-- START --

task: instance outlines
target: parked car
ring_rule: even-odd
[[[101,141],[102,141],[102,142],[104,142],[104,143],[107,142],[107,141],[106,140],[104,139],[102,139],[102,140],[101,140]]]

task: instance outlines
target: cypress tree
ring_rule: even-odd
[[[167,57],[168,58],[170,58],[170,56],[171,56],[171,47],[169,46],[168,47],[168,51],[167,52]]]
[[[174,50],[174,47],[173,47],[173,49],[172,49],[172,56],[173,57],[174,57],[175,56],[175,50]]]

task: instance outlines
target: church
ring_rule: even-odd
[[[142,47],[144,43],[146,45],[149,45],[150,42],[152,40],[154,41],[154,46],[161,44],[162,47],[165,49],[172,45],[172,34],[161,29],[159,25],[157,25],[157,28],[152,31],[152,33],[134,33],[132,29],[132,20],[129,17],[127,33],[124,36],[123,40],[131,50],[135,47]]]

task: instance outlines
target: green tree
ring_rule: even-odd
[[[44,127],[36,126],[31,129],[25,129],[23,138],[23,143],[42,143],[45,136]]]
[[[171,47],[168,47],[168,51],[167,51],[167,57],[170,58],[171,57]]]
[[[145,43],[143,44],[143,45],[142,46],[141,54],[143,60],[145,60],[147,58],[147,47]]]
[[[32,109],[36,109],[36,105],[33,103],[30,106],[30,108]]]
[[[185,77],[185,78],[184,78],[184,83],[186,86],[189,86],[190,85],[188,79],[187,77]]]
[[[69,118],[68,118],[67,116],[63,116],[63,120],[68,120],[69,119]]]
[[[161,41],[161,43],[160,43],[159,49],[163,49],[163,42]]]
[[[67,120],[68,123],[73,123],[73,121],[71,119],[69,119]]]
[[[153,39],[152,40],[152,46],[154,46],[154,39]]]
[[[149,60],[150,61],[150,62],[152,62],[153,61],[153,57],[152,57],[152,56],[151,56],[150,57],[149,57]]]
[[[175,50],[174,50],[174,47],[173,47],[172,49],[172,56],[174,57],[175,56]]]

-- END --
-- START --

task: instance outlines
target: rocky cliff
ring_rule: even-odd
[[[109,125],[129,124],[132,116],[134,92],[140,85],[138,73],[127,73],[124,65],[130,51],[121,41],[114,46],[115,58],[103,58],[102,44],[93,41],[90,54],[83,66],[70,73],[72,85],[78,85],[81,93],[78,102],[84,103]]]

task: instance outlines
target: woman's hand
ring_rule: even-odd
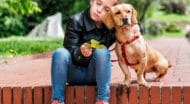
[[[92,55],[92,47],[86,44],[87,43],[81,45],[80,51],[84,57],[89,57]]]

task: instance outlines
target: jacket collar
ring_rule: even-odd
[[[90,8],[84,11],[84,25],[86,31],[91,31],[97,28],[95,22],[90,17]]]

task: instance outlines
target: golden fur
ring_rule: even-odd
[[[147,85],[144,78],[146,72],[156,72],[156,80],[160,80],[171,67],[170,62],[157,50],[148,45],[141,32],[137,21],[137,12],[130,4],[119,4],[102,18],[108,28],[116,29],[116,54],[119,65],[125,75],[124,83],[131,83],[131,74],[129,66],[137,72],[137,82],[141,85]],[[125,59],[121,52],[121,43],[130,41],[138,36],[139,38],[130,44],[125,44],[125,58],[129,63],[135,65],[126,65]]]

-- END --
-- START --

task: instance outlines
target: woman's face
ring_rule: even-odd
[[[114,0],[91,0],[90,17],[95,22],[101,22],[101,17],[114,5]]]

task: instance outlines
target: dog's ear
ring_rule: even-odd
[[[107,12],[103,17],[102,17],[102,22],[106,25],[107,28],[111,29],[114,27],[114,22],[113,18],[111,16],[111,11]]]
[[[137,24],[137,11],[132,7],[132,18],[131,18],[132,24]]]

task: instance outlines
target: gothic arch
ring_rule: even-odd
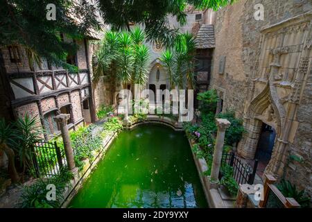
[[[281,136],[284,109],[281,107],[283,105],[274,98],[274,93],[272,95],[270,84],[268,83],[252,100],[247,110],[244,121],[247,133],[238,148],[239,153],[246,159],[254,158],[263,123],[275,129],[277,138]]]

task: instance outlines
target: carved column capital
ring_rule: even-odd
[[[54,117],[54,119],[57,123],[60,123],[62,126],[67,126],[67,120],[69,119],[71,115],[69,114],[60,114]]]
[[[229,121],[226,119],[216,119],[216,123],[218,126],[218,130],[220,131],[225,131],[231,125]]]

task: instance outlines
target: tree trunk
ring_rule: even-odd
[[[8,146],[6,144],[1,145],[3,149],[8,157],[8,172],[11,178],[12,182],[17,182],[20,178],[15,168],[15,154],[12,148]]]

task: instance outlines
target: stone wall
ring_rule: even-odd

-- END --

EXERCISE OBJECTIVE »
Find each line in the records above that contains the word "woman" and copy every such line in full.

REPLY »
target: woman's hand
target: woman's face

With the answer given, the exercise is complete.